▶ **TESTO DA ANALIZZARE**

C’era una volta, a Montolmo, il terziere del Chienti, quando la città si stava popolando

Come già scritto in diversi articoli, l’antica denominazione del “Terziere del Chienti” cambia allorché, in fasi successive, un ramo dei Nobili di Petriolo cede Villa (Poggio) San Giovanni insieme a vassalli e servi che vengono via via incastellati nel Comune di Montolmo. Si tratta dell’odierna zona “ex-mattatoio”, contrada San Giovanni. Un’operazione lunga anche perché costosa che inizia nel 1193 con la cessione di vari vassalli con servi a cui verrà assegnato un quarto della medioevale “Piazza delle Terre”, l’attuale Piazza del Popolo. La pergamena dell’atto è scomparsa e risulta solo da note dello storico Torelli.

La cosa interessantissima è che lo storico petriolese Sabbioni la riporta ampiamente (Il castello di Petriolo, 1871). Il termine “Piazza Delle Terre” potrebbe derivare da una storpiatura di “acterratum”: nell’atto infatti viene scritto “iuxta acterratum”, cioè nei “pressi degli atterratti”, delle “case di terra”. I tre contraenti dei Nobili, scrive sempre il Sabbioni,  essendo analfabeti si segnarono ciascuno con un “X”. La cessione di Villa San Giovanni prosegue nel 1200 con la nuova ratifica dell’accordo (pergamena sparita riportata dal Torelli) e continua nel 1238 (A.C.C., Pergamena N° 003 Bis) quando dieci capofamiglia si assoggetteranno all’apparenza spontaneamente – non è facile dirlo – a Montolmo, con promessa riguardo i loro beni, di non “venderli, alienarli, concederli in altra maniera in tutto o in parte” e ottenendo in contropartita la promessa del comune di difenderli come gli altri abitanti del luogo.

▶ **COMPITI RICHIESTI**
#1 Restituisci il passo del testo su Montolmo che comincia con "C’era una volta, a" e si chiude con "dello storico Torelli.".
#2 Stabilisci se le affermazioni seguenti concordano con il testo su Montolmo, rispondendo sì o no per ciascuna e citando testualmente le parole che lo decidono: (a) la cessione di vassalli e servi comincia nel 1193; (b) la pergamena dell'atto di cessione iniziale è conservata; (c) nel 1238 si assoggettano a Montolmo dodici capofamiglia.
L'elenco non ha alcun legame con il testo su Montolmo.

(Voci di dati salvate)
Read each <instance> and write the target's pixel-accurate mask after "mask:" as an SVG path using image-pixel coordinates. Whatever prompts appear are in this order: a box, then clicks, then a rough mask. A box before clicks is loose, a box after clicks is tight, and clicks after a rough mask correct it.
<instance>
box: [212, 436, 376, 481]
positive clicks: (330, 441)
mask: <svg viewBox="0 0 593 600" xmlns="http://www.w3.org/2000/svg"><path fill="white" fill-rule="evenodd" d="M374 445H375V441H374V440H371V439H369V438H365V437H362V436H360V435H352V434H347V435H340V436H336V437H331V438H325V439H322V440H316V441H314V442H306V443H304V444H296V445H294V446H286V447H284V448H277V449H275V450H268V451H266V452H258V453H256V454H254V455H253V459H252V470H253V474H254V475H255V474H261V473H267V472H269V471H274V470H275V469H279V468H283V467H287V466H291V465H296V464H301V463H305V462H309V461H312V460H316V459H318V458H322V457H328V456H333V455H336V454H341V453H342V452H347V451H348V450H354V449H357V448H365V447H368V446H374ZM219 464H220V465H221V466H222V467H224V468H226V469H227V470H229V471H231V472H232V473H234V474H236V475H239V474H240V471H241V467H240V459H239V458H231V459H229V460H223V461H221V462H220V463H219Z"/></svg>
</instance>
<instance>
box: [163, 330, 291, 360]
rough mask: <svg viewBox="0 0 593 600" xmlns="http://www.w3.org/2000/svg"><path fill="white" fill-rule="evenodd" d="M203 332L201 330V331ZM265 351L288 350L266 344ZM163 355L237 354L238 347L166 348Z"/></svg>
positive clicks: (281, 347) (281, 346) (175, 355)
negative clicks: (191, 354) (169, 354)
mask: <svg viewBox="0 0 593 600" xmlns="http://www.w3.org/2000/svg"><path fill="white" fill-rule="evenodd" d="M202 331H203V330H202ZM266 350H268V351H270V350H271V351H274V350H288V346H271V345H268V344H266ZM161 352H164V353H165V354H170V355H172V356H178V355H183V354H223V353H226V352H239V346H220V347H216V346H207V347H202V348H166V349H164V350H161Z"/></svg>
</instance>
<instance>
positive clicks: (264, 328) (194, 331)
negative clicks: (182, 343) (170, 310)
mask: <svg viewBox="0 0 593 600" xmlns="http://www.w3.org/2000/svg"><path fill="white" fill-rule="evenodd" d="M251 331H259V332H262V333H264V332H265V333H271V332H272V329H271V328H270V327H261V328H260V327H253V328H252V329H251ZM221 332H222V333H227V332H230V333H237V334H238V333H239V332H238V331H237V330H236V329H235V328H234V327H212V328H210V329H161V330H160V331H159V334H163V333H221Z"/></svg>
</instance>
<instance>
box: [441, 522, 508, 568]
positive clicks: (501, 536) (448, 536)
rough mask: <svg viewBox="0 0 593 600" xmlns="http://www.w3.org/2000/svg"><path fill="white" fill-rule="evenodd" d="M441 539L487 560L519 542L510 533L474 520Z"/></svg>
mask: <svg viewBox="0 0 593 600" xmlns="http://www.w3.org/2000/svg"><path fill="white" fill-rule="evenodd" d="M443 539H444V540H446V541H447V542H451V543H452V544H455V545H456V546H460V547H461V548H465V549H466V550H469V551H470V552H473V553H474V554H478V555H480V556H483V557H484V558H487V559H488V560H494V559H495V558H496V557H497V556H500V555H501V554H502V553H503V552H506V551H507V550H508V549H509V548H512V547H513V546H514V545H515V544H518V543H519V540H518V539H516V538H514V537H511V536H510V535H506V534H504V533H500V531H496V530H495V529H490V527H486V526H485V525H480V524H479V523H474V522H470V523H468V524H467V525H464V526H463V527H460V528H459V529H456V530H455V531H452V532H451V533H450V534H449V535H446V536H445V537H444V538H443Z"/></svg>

▶ **RISPOSTE PER COMPITO**
#1
C’era una volta, a Montolmo, il terziere del Chienti, quando la città si stava popolando

Come già scritto in diversi articoli, l’antica denominazione del “Terziere del Chienti” cambia allorché, in fasi successive, un ramo dei Nobili di Petriolo cede Villa (Poggio) San Giovanni insieme a vassalli e servi che vengono via via incastellati nel Comune di Montolmo. Si tratta dell’odierna zona “ex-mattatoio”, contrada San Giovanni. Un’operazione lunga anche perché costosa che inizia nel 1193 con la cessione di vari vassalli con servi a cui verrà assegnato un quarto della medioevale “Piazza delle Terre”, l’attuale Piazza del Popolo. La pergamena dell’atto è scomparsa e risulta solo da note dello storico Torelli.

#2
(a) Sì: "inizia nel 1193 con la cessione di vari vassalli con servi"
(b) No: "La pergamena dell’atto è scomparsa"
(c) No: "dieci capofamiglia si assoggetteranno"